◆ Stored data
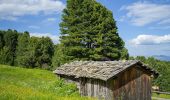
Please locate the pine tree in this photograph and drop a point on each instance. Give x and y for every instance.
(89, 32)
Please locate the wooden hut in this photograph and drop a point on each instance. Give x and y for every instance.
(110, 80)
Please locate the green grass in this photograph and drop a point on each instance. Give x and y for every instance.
(34, 84)
(166, 96)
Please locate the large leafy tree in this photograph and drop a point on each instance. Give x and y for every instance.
(22, 49)
(89, 32)
(8, 46)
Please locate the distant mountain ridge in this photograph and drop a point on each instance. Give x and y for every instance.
(162, 57)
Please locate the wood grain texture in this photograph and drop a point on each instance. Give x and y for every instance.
(131, 84)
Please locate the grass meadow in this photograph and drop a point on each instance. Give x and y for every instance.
(34, 84)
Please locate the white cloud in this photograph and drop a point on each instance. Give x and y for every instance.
(51, 19)
(12, 9)
(150, 39)
(54, 37)
(33, 27)
(141, 14)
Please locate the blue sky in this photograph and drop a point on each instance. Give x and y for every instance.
(144, 25)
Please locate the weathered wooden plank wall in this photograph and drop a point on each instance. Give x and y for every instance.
(132, 84)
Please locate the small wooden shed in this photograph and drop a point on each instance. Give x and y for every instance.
(110, 80)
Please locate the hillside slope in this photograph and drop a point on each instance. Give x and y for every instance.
(23, 84)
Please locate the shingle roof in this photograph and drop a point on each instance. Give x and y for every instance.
(99, 69)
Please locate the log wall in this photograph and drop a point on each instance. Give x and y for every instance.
(132, 84)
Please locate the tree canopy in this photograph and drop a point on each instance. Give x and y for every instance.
(89, 32)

◆ AIM
Rewrite the listing above as a Markdown table with the columns Row and Line, one line per row and blank lines omitted. Leave the pictures out of the table.

◆ TASK RESPONSE
| Row | Line |
|---|---|
| 1 | Please locate the pine tree in this photograph and drop a point on each instance. Give x and y for every instance. |
| 2 | (89, 32) |
| 3 | Please locate the wooden hut in this photograph and drop a point on each instance. Give x and y for every instance. |
| 4 | (110, 80) |
| 5 | Please locate the green grass in this photograph and drop a point on each instance. Give x and y for every instance. |
| 6 | (34, 84) |
| 7 | (166, 96) |
| 8 | Please locate the large leafy tree in this photograph and drop a point on each instance. Give x and y for every instance. |
| 9 | (22, 49) |
| 10 | (89, 32) |
| 11 | (8, 46) |
| 12 | Please locate the distant mountain ridge in this photograph and drop a point on each instance. Give x and y for every instance. |
| 13 | (162, 57) |
| 14 | Please locate the wood grain texture in this photograph and drop a point on each instance. Give x and y for every instance. |
| 15 | (131, 84) |
| 16 | Please locate the grass meadow in this photograph and drop a point on each instance. Give x and y for every instance. |
| 17 | (34, 84) |
| 18 | Please locate the white cloud in this photograph and drop a point on each instance. Give x and y for every instance. |
| 19 | (51, 19) |
| 20 | (12, 9) |
| 21 | (150, 39) |
| 22 | (54, 37) |
| 23 | (33, 27) |
| 24 | (141, 14) |
| 25 | Please locate the blue sky in this photograph and drop a point on each instance. Give x and y for every instance. |
| 26 | (144, 25) |
| 27 | Please locate the weathered wooden plank wall in this photograph and drop a point on each instance. Give x and y for every instance. |
| 28 | (132, 84) |
| 29 | Please locate the small wooden shed in this photograph and drop a point on each instance. Give x and y for every instance. |
| 30 | (110, 80) |
| 31 | Please locate the hillside slope in this photograph and drop a point on each instance. Give x and y for every instance. |
| 32 | (23, 84) |
| 33 | Please locate the shingle roof in this photograph and drop a point on each instance. Give x and y for every instance. |
| 34 | (99, 69) |
| 35 | Please locate the log wall in this photograph and drop a point on each instance. Give x and y for every instance. |
| 36 | (132, 84) |
| 37 | Please locate the tree canopy in this photograph and drop a point on each instance. Give x and y for every instance. |
| 38 | (89, 32) |